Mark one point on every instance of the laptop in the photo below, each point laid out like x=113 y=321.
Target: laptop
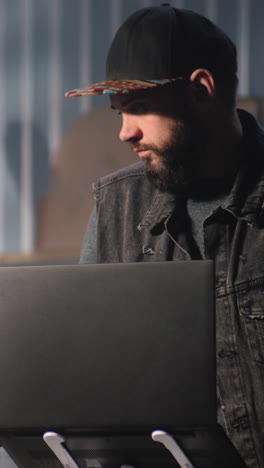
x=105 y=355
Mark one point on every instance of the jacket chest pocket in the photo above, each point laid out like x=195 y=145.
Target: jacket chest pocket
x=251 y=307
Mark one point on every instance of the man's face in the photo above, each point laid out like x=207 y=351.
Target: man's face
x=161 y=127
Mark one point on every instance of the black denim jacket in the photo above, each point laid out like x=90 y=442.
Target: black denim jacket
x=137 y=223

□ □ □ □ □

▸ **Directions for this task**
Please copy all the items above line for line, without changing anything, and leave the picture out of your answer.

▸ **Final answer**
Mark one point on every instance of the laptop in the photo below, each point laid out like x=113 y=321.
Target: laptop
x=105 y=355
Mark one point on every instance of the jacket chest pocket in the photo above, each point laid out like x=195 y=145.
Target: jacket chest pocket
x=251 y=307
Mark one point on every instance of the man's face in the photo above, each point laid out like x=207 y=351.
Target: man's face
x=161 y=127
Mark one point on every instance of the black denim jacket in the photo above, each point laid out like x=90 y=442.
Target: black denim jacket
x=137 y=223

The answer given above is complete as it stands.